DATA IN THIS EXERCISE =
>>>>

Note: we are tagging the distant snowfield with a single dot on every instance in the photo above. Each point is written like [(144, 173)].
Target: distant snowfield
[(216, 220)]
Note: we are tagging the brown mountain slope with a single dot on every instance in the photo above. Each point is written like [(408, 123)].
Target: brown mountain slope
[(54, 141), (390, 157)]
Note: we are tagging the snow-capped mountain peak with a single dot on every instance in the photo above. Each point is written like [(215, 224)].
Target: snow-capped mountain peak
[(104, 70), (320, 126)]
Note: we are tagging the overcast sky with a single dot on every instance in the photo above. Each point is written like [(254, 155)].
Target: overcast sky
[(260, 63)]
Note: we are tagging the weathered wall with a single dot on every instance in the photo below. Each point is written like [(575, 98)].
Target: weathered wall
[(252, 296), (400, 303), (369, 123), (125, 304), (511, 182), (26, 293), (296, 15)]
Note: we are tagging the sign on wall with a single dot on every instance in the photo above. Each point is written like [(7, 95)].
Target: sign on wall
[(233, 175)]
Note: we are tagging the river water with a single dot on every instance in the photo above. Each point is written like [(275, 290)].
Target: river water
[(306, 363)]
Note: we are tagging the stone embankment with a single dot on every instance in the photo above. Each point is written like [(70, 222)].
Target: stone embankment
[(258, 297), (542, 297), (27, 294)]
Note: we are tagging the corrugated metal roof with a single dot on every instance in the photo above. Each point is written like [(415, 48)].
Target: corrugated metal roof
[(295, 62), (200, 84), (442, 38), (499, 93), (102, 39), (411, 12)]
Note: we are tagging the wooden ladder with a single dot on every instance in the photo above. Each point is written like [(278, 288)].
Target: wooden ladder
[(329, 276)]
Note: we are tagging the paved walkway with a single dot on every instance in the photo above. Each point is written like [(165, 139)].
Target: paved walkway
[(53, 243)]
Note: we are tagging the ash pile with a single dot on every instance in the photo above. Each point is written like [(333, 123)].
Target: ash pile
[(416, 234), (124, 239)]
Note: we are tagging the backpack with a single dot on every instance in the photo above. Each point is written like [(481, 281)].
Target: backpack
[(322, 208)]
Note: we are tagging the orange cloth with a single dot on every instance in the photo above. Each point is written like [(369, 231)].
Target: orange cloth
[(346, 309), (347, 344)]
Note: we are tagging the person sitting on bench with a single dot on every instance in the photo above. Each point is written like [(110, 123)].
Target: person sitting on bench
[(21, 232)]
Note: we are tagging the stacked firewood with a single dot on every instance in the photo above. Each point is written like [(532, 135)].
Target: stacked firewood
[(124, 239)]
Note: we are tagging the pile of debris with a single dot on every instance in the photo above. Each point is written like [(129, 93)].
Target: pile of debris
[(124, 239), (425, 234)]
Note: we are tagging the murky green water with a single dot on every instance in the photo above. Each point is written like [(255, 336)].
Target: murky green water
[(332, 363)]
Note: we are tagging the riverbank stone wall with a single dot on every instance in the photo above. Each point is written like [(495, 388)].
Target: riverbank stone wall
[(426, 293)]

<<<<

PROBLEM REQUIREMENTS = Nothing in the listing should be left out; repeat it exactly.

OUTPUT OF THE EXERCISE =
Note: we are tagging the distant snowfield with a single dot on every instance in the photo above. Each point is written like [(144, 173)].
Target: distant snowfield
[(216, 220)]
Note: we are tagging the brown mountain slope with a single dot on every instance in the photo above. Each point is written like [(408, 123)].
Target: brown mountain slope
[(54, 141), (390, 157)]
Note: we are tagging the snow-capped mountain peak with a single dot on every instance in the photo above. Each point is written like [(215, 224)].
Target: snow-capped mountain peak
[(104, 70), (320, 126)]
Note: we are tagging the overcast sky with a single dot on every instance in the photo above. Each point is written like [(254, 155)].
Target: overcast sky
[(260, 63)]
Note: we are tagging the weathered wall with a single dot on every instance in the photo below. Each point is written like [(575, 98)].
Target: weathered wall
[(252, 296), (400, 303), (369, 123), (125, 304), (511, 182), (26, 293), (296, 15)]
Note: we are tagging the sign on wall with a single dot on every instance in the photo above. Each point is written like [(7, 95)].
Target: sign on wall
[(233, 175)]
Note: we are tagging the river water with a single dot on every instance in the photo above. Each point is written like [(275, 290)].
Target: river water
[(306, 363)]
Note: we are tagging the stone embankment with a single dot on every instance in the photo above. Each point is written like [(70, 222)].
Target: stone embankment
[(258, 297), (542, 297), (27, 294)]
Note: we are tagging the corrugated metal roof with a single dot on every instance in the photo above. Each point is written like [(415, 48)].
Target: corrugated metal roof
[(295, 62), (200, 84), (442, 38), (499, 93), (102, 39), (411, 12)]
Note: we are tagging the wooden ladder with a single dot on every instance in the photo above. Each point is written like [(278, 288)].
Target: wooden ladder
[(329, 276)]
Note: we are tagging the paved walkway with a single dot on every instance in the photo above. Each point is written like [(165, 139)].
Target: paved walkway
[(53, 243)]
Note: we are tagging the ash pile with a single dot on every instance in the photo above. Each point is written like [(333, 123)].
Target: ash pile
[(416, 234), (124, 239)]
Note: we are tagging the backpack with a single dot on every instance in the photo above. Each point is written like [(481, 281)].
Target: backpack
[(322, 208)]
Note: we are tagging the orange cloth with a single dot on every instance in the photo above. Each point is written like [(369, 231)].
Target: orange cloth
[(346, 309), (347, 344)]
Note: we are tagging the person sitting on bench with a single dot on every instance in the photo above. Each point is written like [(110, 123)].
Target: person sitting on bench
[(21, 232)]
Note: we are tagging the stacked firewood with a single dot on every instance in the photo above. Each point is written like [(532, 135)].
Target: stacked firewood
[(124, 239)]
Note: we are tagging the pile of debris with a single dot on every instance in the photo above. Each point is written like [(129, 93)].
Target: pile of debris
[(124, 239), (425, 234)]
Note: we are tagging the murky green water with a single dot on every instance in the photo above. Each point is written like [(255, 336)].
Target: murky green water
[(332, 363)]
Note: we are tagging the riverbank stone wall with a single dot on every instance in the photo above. Each point is written like [(495, 388)].
Target: riverbank stone wall
[(426, 293)]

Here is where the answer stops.